**TESTO DI RIFERIMENTO**.
= = = =
Un altro episodio che mia nonna mi raccontò fu quando andarono al cinema a vedere un film di guerra. Mia nonna insistette parecchio prima di convincerlo. Film? Roba che non gli interessava. Ma se è di guerra, boh, vediamo cos'è un film di guerra. Pagano, entrano e si siedono. Inizia il film. Le scene che si succedono evidentemente rinverdiscono le sue memorie. Non aveva voluto mai parlare della sua permanenza nei campi di concentramento, ma quel film stava facendo affiorare immagini mai dimenticate. Finì per diventare una questione sua personale tra lui e gli attori che personificavano i ruoli dei nazisti, e non smise di apostrofarli pesantemente per tutta la durata della proiezione. Ad un certo punto mia nonna per calmarlo lo convinse ad uscire. Fine del film, e fine della sequela di improperi. Non si era mai vergognata così tanto, mi confessò [...] 

Quando tornò dal campo di concentramento si mise a fare quei i mestieri che gli uomini semplici di una volta sapevano fare: muratore e agricoltore. Nessuna specializzazione, solo buon senso e tanta fatica. Nessuna scuola, a parte quella della vita. Una volta era così: ci si arrovellava per cose concrete senza andare in cerca del “quantum leap”, per dirla in linguaggio forbito. Nessuna priorità a parte quelle vitali (la casa, il mangiare e vestire) e non c'era quell'affannosa ricerca di quei “miglioramenti” (qualsiasi questa cosa possa significare, dal PIL allo status symbol) che da un bel pezzo sono diventati il leit-motiv della vita moderna. All'epoca avere una vita “migliore” significava avere abbastanza da riempirsi la pancia. Oggi invece la pubblicità della CNA ci ammonisce: “noi abbiamo vissuto meglio dei nostri padri, e i nostri figli dovranno vivere meglio di noi”, in un crescendo vorticoso di “miglioramenti” obbligatori. Secondo questa proiezione siamo tutti destinati a diventare miliardari che passano le loro giornate sulla tolda di un lussuoso yacht bevendo millesimato, e nessuno lavorerà più. Morì con ancora tutti i suoi denti in bocca, un primato di cui sicuramente io, pur ancora molto più giovane di lui adesso, non posso menare vanto alcuno. Sono un portatore sano di falsità odontoiatriche, destino molto comune al giorno d'oggi. Lui invece con i suoi denti piccoli e gialli spaccava le ossa di pollo per succhiarne il midollo. Un lusso che mi costerebbe un mutuo da versare direttamente nel conto corrente del mio dentista. Oggi poi le ossa di pollo non si danno neanche più ai cani: un altro segno di come sono cambiati i tempi.
= = = =
**ELENCO ESTRATTO**.
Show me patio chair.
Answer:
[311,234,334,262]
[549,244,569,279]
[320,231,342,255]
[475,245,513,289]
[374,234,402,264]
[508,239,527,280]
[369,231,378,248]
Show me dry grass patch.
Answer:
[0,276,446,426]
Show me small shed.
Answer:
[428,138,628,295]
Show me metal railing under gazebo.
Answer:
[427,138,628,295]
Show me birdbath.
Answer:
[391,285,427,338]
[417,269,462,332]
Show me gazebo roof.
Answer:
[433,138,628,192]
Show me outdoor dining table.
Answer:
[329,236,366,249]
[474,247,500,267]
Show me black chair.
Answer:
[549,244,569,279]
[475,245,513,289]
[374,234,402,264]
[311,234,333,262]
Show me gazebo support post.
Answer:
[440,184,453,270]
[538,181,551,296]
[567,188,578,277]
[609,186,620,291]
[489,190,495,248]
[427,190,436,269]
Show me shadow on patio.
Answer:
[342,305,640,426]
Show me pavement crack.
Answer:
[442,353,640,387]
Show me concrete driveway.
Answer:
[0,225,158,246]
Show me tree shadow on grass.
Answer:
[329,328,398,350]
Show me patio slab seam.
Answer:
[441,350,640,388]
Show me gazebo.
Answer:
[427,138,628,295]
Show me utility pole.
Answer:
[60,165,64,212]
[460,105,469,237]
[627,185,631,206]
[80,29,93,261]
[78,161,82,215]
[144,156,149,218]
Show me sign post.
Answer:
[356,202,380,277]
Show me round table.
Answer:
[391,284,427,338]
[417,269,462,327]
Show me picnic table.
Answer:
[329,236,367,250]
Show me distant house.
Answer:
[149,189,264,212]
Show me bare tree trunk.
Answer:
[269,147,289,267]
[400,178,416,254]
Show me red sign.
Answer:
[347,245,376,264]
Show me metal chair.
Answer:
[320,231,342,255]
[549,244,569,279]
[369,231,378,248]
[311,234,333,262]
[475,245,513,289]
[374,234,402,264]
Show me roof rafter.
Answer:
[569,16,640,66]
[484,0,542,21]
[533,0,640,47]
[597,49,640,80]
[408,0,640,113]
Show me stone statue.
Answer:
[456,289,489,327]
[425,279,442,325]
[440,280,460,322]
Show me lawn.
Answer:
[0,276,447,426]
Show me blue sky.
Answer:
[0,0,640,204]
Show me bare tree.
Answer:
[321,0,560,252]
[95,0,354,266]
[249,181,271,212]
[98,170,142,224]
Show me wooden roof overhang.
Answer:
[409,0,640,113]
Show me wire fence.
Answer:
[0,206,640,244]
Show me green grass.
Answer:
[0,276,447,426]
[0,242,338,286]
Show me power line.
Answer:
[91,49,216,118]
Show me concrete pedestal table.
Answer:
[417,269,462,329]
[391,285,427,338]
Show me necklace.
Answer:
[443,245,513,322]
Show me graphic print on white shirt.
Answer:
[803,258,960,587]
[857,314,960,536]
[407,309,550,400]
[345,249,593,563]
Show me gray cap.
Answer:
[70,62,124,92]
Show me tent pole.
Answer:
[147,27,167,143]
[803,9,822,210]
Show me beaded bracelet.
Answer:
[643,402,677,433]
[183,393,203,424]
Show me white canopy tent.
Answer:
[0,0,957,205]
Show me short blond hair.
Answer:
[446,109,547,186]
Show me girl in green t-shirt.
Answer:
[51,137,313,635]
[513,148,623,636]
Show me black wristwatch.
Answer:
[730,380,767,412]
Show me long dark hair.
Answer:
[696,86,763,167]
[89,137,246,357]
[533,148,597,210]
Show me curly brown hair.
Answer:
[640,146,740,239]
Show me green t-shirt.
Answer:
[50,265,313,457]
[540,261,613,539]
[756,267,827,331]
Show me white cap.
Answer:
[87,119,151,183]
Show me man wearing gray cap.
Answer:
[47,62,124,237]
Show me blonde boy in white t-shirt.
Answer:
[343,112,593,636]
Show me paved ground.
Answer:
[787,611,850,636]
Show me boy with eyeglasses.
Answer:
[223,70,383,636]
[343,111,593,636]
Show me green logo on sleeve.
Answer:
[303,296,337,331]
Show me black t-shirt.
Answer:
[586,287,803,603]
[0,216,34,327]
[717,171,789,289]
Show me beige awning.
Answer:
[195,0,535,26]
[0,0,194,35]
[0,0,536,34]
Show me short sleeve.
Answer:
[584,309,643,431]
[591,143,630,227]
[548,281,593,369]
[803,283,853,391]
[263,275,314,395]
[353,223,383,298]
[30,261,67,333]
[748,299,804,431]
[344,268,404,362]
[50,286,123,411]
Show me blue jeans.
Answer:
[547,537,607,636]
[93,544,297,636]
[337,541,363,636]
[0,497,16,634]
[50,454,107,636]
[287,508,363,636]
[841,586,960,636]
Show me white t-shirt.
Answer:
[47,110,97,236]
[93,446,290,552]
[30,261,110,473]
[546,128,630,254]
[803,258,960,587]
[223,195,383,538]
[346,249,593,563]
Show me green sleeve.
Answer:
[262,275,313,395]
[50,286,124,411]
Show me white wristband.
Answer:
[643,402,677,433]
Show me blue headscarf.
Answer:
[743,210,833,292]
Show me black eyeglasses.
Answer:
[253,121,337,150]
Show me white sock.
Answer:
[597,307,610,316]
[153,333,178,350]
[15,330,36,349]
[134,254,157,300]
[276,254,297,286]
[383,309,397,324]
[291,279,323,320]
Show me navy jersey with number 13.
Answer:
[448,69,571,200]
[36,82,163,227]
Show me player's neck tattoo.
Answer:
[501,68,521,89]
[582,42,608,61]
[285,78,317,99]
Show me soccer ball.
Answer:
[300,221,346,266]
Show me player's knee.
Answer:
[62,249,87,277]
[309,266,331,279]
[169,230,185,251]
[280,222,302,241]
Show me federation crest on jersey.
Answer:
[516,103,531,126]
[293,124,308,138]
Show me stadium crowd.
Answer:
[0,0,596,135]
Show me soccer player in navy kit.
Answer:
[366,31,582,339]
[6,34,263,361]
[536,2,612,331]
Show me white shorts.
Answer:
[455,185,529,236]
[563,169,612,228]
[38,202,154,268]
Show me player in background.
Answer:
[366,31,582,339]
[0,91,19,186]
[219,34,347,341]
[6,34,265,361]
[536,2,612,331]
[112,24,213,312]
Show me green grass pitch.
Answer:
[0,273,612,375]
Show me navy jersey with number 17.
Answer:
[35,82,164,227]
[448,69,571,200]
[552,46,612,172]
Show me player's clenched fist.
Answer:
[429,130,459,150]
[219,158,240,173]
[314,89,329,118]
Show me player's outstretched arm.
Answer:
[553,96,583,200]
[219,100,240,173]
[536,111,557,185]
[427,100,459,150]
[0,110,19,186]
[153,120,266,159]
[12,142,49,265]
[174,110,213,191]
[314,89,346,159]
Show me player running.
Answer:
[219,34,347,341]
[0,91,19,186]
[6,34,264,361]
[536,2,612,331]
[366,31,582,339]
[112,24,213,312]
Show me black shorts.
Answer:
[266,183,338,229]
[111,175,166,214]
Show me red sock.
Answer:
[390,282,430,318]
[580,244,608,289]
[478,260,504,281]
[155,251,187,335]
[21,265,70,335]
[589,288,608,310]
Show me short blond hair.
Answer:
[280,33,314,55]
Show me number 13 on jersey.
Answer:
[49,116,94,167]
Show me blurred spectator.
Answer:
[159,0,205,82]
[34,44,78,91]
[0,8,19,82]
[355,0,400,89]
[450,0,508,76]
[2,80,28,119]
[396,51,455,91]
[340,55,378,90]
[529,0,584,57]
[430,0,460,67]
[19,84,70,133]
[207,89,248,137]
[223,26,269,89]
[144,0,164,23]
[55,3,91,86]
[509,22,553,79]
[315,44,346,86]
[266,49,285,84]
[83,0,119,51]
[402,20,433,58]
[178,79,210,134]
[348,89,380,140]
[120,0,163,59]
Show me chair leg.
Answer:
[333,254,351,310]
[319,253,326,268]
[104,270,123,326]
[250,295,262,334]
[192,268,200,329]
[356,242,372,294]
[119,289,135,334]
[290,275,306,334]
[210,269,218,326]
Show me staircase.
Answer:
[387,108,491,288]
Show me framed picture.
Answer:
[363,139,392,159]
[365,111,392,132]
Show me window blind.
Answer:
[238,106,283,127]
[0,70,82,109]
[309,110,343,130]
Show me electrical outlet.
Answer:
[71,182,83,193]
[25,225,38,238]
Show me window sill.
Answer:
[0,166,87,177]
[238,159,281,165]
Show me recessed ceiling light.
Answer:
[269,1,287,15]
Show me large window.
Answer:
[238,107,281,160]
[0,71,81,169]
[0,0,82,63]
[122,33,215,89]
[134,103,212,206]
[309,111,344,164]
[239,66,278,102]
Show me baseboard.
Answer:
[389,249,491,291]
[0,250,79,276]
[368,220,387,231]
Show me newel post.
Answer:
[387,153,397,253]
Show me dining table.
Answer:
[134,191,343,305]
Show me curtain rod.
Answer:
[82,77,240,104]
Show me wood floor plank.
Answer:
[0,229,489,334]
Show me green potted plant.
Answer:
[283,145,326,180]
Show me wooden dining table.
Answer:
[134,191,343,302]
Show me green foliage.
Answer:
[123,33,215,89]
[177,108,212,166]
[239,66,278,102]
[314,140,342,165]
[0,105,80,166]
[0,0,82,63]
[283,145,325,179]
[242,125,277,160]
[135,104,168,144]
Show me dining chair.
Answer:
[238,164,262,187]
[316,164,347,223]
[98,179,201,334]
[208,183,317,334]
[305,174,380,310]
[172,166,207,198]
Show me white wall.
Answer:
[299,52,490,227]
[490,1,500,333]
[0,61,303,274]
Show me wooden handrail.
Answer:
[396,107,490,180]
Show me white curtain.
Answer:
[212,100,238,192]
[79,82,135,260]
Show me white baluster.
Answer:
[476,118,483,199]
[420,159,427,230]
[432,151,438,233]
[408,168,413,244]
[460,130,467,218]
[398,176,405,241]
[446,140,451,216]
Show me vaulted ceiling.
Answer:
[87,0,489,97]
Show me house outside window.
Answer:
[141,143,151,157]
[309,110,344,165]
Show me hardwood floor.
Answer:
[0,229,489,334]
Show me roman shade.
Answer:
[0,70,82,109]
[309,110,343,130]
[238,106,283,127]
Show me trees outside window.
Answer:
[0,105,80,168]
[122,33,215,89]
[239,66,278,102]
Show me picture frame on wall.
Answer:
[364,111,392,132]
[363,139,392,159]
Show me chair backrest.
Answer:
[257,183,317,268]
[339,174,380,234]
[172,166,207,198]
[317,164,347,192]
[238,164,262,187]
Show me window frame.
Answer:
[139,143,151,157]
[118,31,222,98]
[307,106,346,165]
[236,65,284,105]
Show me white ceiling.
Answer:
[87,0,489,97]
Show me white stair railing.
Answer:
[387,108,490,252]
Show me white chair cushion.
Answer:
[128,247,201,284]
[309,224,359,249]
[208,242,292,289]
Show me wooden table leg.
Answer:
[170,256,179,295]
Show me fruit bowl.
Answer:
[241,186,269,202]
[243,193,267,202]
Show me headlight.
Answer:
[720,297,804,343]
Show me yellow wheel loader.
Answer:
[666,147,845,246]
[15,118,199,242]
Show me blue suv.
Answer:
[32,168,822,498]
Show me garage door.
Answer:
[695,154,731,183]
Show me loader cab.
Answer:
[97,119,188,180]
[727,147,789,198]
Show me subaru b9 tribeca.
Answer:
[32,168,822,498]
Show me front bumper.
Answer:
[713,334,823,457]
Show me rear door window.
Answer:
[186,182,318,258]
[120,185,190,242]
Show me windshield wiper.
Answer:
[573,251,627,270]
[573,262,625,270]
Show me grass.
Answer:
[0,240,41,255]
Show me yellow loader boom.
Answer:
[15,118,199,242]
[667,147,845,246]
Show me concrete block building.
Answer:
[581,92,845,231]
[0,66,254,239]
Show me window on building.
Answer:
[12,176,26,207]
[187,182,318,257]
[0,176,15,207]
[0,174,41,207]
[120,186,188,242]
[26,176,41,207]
= = = =
**COMPITO DA SVOLGERE**.
Prosegui il racconto sull'uomo tornato dal campo di concentramento, partendo dopo la sua ultima frase.

**RISULTATO**.
Alla fine, avendo resistito con tutte le sue forze alle forze distruttive della modernità del “secolo breve” di Hobsbawm ne venne comunque infettato al punto di morirne: il tumore ai polmoni non gli lasciò scampo. Alle volte le battaglie più dure non sono quelle contro i nemici visibili come gli uomini che lo internarono. Alle volte la vittoria è solo apparente ed il nemico si prende silenziosamente la rivincita. “Il carcinoma del polmone è la neoplasia con il maggior tasso di incidenza e di mortalità nel mondo.. maggiore tasso d'incidenza nelle popolazioni esposte all'inquinamento proveniente …dall'esposizione soprattutto ai fumi provenienti dalla combustione del gasolio e dei carburanti derivati dal petrolio.” I nazisti e fascisti avevano perso, ma aveva vinto la modernità, che richiedeva adeguati contributi [...]

In quei giorni la guerra stava avviandosi verso la sua conclusione, con vinti da una parte, vincitori dall'altra e la modernità nel mezzo. Nonno Attilio sopravvisse al nazismo e al fascismo, ma non sopravvisse alla modernità.